-- start Data shown --

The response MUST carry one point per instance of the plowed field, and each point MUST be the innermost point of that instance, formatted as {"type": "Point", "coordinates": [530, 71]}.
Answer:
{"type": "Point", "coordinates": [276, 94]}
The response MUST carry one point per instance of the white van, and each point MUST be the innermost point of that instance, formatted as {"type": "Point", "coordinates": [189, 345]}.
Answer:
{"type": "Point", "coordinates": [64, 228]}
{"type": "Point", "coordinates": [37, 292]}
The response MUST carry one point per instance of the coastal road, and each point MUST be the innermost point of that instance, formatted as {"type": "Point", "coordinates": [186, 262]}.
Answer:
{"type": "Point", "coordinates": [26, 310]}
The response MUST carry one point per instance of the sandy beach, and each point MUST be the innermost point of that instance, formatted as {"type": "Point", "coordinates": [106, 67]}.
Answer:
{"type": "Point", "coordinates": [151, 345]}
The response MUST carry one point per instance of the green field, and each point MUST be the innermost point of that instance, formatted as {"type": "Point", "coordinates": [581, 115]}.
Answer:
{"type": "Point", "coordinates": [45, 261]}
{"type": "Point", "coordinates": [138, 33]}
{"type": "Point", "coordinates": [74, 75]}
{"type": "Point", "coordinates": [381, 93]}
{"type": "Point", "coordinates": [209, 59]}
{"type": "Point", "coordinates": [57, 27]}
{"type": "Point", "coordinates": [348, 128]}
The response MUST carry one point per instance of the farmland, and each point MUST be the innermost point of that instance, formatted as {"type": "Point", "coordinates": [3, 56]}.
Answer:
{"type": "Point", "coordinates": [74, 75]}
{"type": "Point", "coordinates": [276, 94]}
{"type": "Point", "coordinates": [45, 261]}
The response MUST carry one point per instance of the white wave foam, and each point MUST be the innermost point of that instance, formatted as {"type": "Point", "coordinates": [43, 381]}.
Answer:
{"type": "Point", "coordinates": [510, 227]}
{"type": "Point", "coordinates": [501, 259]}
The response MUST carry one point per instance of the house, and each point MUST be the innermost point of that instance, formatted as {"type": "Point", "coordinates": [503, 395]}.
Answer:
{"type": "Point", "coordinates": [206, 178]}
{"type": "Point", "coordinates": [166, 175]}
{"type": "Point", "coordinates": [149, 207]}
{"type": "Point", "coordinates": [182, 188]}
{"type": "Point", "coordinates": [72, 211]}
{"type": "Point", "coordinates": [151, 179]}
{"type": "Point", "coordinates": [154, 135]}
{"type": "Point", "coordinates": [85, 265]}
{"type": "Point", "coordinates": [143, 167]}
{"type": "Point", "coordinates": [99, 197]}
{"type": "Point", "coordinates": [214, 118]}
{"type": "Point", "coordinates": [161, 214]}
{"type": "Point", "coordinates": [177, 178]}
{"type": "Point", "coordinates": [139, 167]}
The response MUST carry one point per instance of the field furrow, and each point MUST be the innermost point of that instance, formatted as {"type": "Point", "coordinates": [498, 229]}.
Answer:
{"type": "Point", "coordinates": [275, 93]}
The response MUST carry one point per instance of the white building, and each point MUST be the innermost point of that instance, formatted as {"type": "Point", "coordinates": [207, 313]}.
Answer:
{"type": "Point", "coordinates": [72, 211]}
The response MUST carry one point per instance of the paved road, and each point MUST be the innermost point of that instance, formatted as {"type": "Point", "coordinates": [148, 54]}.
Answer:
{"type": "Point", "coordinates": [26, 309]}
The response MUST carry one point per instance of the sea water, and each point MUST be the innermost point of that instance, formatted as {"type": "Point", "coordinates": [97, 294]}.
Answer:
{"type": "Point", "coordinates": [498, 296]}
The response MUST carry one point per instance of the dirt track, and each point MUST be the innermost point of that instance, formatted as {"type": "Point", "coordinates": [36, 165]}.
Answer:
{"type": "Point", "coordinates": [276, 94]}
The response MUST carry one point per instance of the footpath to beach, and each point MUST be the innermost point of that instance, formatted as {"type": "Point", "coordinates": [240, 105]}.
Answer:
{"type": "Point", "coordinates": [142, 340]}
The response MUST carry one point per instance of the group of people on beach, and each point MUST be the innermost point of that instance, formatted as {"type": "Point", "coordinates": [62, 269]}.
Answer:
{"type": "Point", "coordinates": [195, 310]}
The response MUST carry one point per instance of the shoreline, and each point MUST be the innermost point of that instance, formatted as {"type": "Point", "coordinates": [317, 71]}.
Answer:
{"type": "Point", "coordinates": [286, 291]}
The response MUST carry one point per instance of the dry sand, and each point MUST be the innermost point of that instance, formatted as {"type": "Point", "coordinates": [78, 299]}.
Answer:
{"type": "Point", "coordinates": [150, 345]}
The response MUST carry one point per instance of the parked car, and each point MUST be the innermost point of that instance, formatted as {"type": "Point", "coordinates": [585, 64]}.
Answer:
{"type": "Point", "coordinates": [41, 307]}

-- end Data shown --

Brief | Please write out all of the material above word for word, leaving no line out.

Written solution |
The response MUST carry one point per instance of the plowed field, and each point MUST be the innermost point of that instance, formatted as {"type": "Point", "coordinates": [530, 71]}.
Answer:
{"type": "Point", "coordinates": [276, 94]}
The response MUST carry one point per instance of the white van, and each point MUST be the innermost point of that instance, formatted as {"type": "Point", "coordinates": [189, 345]}.
Answer:
{"type": "Point", "coordinates": [64, 228]}
{"type": "Point", "coordinates": [37, 292]}
The response MUST carry one point per instance of the coastal road, and each point MUST be the innermost point of that instance, formatted as {"type": "Point", "coordinates": [186, 262]}.
Answer:
{"type": "Point", "coordinates": [26, 310]}
The response MUST carry one point per instance of the sandy beach, and each point MUST be the innermost point of that instance, formatted as {"type": "Point", "coordinates": [106, 67]}.
Answer:
{"type": "Point", "coordinates": [151, 345]}
The response MUST carry one point per instance of the green field, and each point MUST be the innermost point of that instance, formatted as {"type": "Point", "coordinates": [581, 115]}.
Answer:
{"type": "Point", "coordinates": [45, 261]}
{"type": "Point", "coordinates": [138, 33]}
{"type": "Point", "coordinates": [74, 75]}
{"type": "Point", "coordinates": [381, 93]}
{"type": "Point", "coordinates": [209, 59]}
{"type": "Point", "coordinates": [57, 27]}
{"type": "Point", "coordinates": [348, 128]}
The response MUST carry one point per instance of the farmland, and each point MUST be the innermost point of that instance, formatted as {"type": "Point", "coordinates": [3, 56]}.
Answer:
{"type": "Point", "coordinates": [74, 75]}
{"type": "Point", "coordinates": [276, 94]}
{"type": "Point", "coordinates": [45, 261]}
The response MUST carry one point per instance of the white wave foam, and each point MUST be the innermost point of that instance, formatted as {"type": "Point", "coordinates": [43, 381]}.
Answer:
{"type": "Point", "coordinates": [510, 227]}
{"type": "Point", "coordinates": [501, 259]}
The response MUST carry one point per instance of the house, and each point MUST be the innermost point of that instance, formatted as {"type": "Point", "coordinates": [503, 395]}.
Answer:
{"type": "Point", "coordinates": [206, 178]}
{"type": "Point", "coordinates": [166, 175]}
{"type": "Point", "coordinates": [149, 207]}
{"type": "Point", "coordinates": [182, 188]}
{"type": "Point", "coordinates": [72, 211]}
{"type": "Point", "coordinates": [151, 179]}
{"type": "Point", "coordinates": [154, 135]}
{"type": "Point", "coordinates": [85, 265]}
{"type": "Point", "coordinates": [143, 167]}
{"type": "Point", "coordinates": [99, 197]}
{"type": "Point", "coordinates": [214, 118]}
{"type": "Point", "coordinates": [161, 214]}
{"type": "Point", "coordinates": [177, 178]}
{"type": "Point", "coordinates": [139, 167]}
The response MUST carry one point per instance of the field furrow, and each point MUST be the innermost point of that instance, formatted as {"type": "Point", "coordinates": [498, 229]}.
Answer:
{"type": "Point", "coordinates": [275, 93]}
The response MUST carry one point per instance of the white building, and each point MUST be the innermost point of that instance, formatted as {"type": "Point", "coordinates": [207, 313]}.
Answer:
{"type": "Point", "coordinates": [72, 211]}
The response MUST carry one point per instance of the paved road, and each point MUST be the innermost point of that instance, formatted as {"type": "Point", "coordinates": [148, 54]}.
Answer:
{"type": "Point", "coordinates": [26, 309]}
The response MUST carry one point per instance of the sea water, and each point MUST be the innermost point of that instance, formatted as {"type": "Point", "coordinates": [97, 294]}.
Answer:
{"type": "Point", "coordinates": [498, 296]}
The response MUST carry one point per instance of the dirt track, and each point MUST be the innermost point of that instance, formatted as {"type": "Point", "coordinates": [36, 165]}.
Answer:
{"type": "Point", "coordinates": [276, 94]}
The response MUST carry one point per instance of the footpath to beach, and each point MUST be the innermost point of that instance, formatted as {"type": "Point", "coordinates": [240, 105]}.
Answer:
{"type": "Point", "coordinates": [142, 340]}
The response MUST carry one point per instance of the group of people on beach, and each point MUST be the innermost point of that instance, formatted as {"type": "Point", "coordinates": [62, 269]}.
Answer:
{"type": "Point", "coordinates": [195, 310]}
The response MUST carry one point per instance of the shoreline, and each point MUST be the innermost point of that instance, formatted as {"type": "Point", "coordinates": [317, 71]}.
Answer:
{"type": "Point", "coordinates": [286, 291]}
The response MUST carry one point per instance of the dry sand, and each point MUST be the innermost point of that instance, formatted as {"type": "Point", "coordinates": [78, 299]}.
Answer:
{"type": "Point", "coordinates": [150, 345]}
The response MUST carry one point per instance of the parked car, and each point MUST be the innermost point of that instance, formatted as {"type": "Point", "coordinates": [585, 64]}.
Answer:
{"type": "Point", "coordinates": [41, 307]}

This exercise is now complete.